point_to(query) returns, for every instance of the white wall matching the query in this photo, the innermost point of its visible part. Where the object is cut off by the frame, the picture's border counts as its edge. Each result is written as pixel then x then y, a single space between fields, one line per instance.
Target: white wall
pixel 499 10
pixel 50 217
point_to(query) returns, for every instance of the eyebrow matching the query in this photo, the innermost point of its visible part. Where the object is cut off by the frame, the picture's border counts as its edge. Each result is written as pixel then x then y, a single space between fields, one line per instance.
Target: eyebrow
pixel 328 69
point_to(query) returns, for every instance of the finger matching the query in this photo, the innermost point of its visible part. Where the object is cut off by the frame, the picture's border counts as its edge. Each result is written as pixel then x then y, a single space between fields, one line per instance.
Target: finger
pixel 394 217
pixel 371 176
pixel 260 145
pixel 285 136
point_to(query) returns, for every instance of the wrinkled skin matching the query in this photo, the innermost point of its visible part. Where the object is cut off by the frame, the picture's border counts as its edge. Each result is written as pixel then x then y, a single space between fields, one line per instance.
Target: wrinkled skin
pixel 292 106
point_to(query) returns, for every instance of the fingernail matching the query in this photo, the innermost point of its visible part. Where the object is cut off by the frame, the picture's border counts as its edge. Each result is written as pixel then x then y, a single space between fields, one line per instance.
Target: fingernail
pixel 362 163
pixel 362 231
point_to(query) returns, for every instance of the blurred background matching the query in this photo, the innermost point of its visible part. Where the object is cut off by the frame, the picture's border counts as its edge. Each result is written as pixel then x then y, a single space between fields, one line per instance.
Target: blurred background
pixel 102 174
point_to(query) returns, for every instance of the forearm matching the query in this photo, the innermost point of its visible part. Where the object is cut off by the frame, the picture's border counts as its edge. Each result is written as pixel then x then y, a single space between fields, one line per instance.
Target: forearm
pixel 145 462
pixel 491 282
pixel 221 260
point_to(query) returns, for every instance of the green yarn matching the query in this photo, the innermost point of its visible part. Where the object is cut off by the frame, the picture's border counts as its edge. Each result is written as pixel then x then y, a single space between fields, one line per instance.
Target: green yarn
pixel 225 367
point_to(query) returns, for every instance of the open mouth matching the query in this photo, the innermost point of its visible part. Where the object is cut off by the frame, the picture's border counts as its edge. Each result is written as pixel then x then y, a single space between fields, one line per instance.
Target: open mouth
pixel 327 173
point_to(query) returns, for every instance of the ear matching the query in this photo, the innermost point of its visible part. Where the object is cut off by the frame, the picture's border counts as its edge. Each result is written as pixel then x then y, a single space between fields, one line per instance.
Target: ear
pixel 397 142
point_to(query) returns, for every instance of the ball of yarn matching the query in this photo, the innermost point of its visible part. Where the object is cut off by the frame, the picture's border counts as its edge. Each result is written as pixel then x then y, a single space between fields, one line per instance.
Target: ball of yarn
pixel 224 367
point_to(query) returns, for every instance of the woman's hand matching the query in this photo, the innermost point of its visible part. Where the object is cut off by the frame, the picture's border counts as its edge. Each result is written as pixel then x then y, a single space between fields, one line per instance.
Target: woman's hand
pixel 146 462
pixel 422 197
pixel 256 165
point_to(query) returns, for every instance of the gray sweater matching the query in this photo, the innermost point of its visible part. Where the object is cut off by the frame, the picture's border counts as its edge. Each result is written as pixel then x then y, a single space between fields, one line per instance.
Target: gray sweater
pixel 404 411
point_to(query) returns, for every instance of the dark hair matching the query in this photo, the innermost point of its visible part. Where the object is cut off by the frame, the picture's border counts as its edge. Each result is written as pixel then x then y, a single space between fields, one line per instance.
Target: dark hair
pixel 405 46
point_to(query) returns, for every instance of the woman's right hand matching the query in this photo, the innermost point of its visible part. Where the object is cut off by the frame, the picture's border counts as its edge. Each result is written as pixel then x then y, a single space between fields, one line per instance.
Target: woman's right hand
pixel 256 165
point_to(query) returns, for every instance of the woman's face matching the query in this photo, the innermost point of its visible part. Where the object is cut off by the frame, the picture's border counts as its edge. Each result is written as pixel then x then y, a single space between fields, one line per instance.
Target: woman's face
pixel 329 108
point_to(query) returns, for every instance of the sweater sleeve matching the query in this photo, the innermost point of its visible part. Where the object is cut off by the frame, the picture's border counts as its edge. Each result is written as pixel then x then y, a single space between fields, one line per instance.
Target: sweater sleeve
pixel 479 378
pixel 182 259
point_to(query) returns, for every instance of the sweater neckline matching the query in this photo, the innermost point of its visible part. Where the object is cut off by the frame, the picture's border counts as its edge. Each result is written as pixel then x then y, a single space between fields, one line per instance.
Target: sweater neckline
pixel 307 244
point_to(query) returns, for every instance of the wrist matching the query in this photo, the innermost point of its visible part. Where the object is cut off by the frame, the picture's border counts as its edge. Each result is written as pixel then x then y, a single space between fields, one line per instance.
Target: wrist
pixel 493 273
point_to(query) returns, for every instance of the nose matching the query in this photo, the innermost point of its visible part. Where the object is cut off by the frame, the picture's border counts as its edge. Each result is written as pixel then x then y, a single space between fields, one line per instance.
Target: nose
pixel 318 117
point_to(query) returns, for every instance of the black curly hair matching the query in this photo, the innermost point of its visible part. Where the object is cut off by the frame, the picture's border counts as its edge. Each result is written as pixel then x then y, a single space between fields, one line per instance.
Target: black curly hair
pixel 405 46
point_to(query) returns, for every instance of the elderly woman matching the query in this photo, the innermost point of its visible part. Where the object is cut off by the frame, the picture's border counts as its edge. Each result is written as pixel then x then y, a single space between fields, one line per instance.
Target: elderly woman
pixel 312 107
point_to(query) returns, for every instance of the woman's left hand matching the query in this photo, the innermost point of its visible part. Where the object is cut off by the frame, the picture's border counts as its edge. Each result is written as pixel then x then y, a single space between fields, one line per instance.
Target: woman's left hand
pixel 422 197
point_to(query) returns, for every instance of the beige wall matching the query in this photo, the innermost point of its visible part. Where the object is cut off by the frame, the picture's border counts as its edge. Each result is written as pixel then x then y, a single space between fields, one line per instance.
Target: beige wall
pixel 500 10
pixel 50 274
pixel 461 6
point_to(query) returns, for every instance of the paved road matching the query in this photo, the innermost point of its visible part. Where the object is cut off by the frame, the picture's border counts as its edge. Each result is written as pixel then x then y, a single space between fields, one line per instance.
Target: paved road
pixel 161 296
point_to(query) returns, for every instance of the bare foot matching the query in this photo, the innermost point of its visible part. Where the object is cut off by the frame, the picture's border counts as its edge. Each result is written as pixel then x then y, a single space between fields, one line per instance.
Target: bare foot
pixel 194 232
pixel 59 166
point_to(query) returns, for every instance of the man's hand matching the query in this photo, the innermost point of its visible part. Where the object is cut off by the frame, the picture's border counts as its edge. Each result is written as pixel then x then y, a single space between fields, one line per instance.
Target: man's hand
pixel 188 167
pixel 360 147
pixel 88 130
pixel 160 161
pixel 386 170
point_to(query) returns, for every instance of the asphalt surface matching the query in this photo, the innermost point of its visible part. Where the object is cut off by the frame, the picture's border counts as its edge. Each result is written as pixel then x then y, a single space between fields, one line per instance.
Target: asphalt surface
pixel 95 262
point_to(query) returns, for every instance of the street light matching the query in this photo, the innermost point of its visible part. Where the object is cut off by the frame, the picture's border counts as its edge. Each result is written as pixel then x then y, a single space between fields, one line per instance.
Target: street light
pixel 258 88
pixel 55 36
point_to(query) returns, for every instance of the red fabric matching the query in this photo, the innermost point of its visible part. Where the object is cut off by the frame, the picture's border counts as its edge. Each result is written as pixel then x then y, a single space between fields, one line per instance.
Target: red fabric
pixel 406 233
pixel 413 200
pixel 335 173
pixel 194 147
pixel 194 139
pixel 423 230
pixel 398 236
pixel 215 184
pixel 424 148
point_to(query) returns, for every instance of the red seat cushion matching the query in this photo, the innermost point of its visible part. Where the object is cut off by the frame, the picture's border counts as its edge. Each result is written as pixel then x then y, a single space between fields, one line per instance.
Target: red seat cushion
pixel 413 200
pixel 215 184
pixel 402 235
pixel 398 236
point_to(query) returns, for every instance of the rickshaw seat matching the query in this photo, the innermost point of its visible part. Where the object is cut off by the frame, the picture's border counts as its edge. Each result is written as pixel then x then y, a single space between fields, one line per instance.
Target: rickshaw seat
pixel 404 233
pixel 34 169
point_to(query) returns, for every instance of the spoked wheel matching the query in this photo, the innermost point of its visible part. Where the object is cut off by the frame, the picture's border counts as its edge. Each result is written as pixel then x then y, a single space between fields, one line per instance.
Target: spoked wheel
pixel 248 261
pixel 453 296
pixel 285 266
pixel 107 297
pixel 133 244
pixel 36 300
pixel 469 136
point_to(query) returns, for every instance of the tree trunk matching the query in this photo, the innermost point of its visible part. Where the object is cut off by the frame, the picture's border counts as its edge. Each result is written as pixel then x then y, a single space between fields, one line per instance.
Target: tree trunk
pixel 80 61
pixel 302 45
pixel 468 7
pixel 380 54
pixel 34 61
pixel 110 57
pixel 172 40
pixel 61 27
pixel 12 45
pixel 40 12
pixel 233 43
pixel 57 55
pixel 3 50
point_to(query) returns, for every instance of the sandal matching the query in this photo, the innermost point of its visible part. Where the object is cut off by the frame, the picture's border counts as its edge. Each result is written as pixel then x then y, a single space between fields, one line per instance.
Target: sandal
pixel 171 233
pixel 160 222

### WORK INSTRUCTIONS
Render the items as a two-column CSV with the headers item and answer, one row per item, starting at the beginning of the items and stopping after the line that contains "pixel 328 69". Put each item's text and its answer in one quoted field apiece, with line breaks changed to spaces.

### SOLUTION
item,answer
"point_to(query) returns, for every instance of the white wall matching the query in this photo, the innermost point of its visible part. Where the object is cut off by the frame, the picture's border counts as its edge. Each result is written as pixel then x then y, a single space between fields, one line per instance. Target: white wall","pixel 499 10 pixel 50 217"
"point_to(query) returns, for every instance of the eyebrow matching the query in this photo, the innermost point of its visible part. Where the object is cut off by the frame, the picture's border counts as its edge. Each result is written as pixel then x then y, a single space between fields, one line per instance. Target: eyebrow","pixel 328 69"